**CONSIGNE A:**
Transcrivez fidèlement le passage de la chronique du concert des Strypes ci-dessous, de « La sandwicherie qui » à « de Ross Farrelly. ».

**TEXTE PRÉSENTÉ:**
******
Les jeunes irlandais de The Strypes souhaitaient offrir un gros concert au public parisien avant de boucler leur tournée européenne et de s’envoler pour leur Japon pour présenter leur deuxième album Little Victories. Mission accomplie au Bataclan avec un énorme set et un public qui s’est enflammé au fur à mesure de la soirée.
La sandwicherie qui touche le Bataclan nous avait déjà mis dans le bain une heure avant le concert en balançant des extraits de performances live de The Strypes. Les lads de Cavan, Irlande, ont le look des frères Gallagher (un peu Jake Bugg aussi), un son qui sent les Stones et les Who (entre autres) et l’insouciance de la jeunesse comme jadis les Arctic Monkeys, dont ils avaient fait la première partie en hiver dernier. Et pourtant le groupe se démarque avec son énergie, sa folie et l’équilibre de ses quatre membres. Cerise sur le gâteau : la voix et l’harmonica de Ross Farrelly.
Le balade irlandaise démarre en trombe vers 19H30 avec des compatriotes, The Mighty Stef, qui surprennent par leur facilité à se mettre le public dans la poche. Un leadsinger coupe au bol qui assure, quelques morceaux qui envoient et un slow langoureux pour faire apprécier la sensibilité celte, et emballé, c’est pesé. Un groupe à surveiller de près.
Une première partie made in Dublin, de la bière à flot même si elle n’est pas noire, un drapeau irlandais qui fend la foule pour atterrir au pied de la scène et Dirty Old Town de The Pogues qui déclenche le début du gig… so Irish ! Ross Farrelly, Josh McClorey (guitare), Peter O’Hanlon (basse) et Evan Walsh (batterie) sont à peine majeurs et ont pourtant l’air tellement à l’aise dès leur entrée en scène. La parterre se compose de jeunes et de moins jeunes… pas mal de moins jeunes d’ailleurs. En revanche le balcon est désert, et ce n’est pas plus mal. The Strypes entame de fort belle manière avec ’84 et lance la soirée rock’n blues.
******
**ENREGISTREMENTS PRÉSENTÉS:**

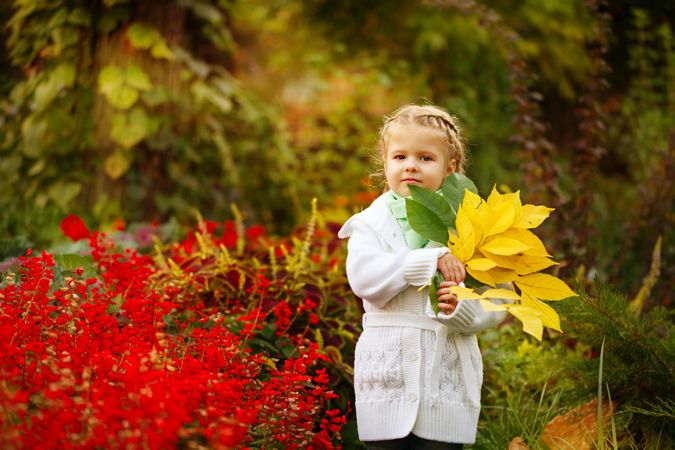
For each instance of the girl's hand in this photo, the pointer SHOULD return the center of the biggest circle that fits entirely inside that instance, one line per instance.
(447, 302)
(451, 268)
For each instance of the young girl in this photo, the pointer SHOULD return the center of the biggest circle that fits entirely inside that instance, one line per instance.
(417, 375)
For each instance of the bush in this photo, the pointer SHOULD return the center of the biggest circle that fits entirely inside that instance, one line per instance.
(117, 349)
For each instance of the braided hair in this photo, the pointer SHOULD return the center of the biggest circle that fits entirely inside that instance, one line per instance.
(432, 117)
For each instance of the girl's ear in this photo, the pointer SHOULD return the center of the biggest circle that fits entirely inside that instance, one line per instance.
(452, 167)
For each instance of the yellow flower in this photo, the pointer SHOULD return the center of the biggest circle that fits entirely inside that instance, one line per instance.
(494, 241)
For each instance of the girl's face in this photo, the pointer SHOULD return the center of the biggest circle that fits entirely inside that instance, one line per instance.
(415, 155)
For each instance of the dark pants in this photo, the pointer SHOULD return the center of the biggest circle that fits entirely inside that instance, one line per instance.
(412, 442)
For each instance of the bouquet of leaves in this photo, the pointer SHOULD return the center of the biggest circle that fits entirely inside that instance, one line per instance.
(492, 238)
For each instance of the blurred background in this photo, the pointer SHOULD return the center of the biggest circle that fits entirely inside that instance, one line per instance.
(130, 112)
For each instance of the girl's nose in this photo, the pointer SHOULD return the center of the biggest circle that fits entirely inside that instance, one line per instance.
(411, 164)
******
**CONSIGNE B:**
Extrayez à l'identique, dans les enregistrements ci-dessus, les lignes allant de celle qui contient « For each instance of the dark » jusqu'à la fin des enregistrements, bornes comprises.

**RÉPONSE COMPLÈTE A:**
La sandwicherie qui touche le Bataclan nous avait déjà mis dans le bain une heure avant le concert en balançant des extraits de performances live de The Strypes. Les lads de Cavan, Irlande, ont le look des frères Gallagher (un peu Jake Bugg aussi), un son qui sent les Stones et les Who (entre autres) et l’insouciance de la jeunesse comme jadis les Arctic Monkeys, dont ils avaient fait la première partie en hiver dernier. Et pourtant le groupe se démarque avec son énergie, sa folie et l’équilibre de ses quatre membres. Cerise sur le gâteau : la voix et l’harmonica de Ross Farrelly.

**RÉPONSE COMPLÈTE B:**
For each instance of the dark pants in this photo, the pointer SHOULD return the center of the biggest circle that fits entirely inside that instance, one line per instance.
(412, 442)
For each instance of the bouquet of leaves in this photo, the pointer SHOULD return the center of the biggest circle that fits entirely inside that instance, one line per instance.
(492, 238)
For each instance of the blurred background in this photo, the pointer SHOULD return the center of the biggest circle that fits entirely inside that instance, one line per instance.
(130, 112)
For each instance of the girl's nose in this photo, the pointer SHOULD return the center of the biggest circle that fits entirely inside that instance, one line per instance.
(411, 164)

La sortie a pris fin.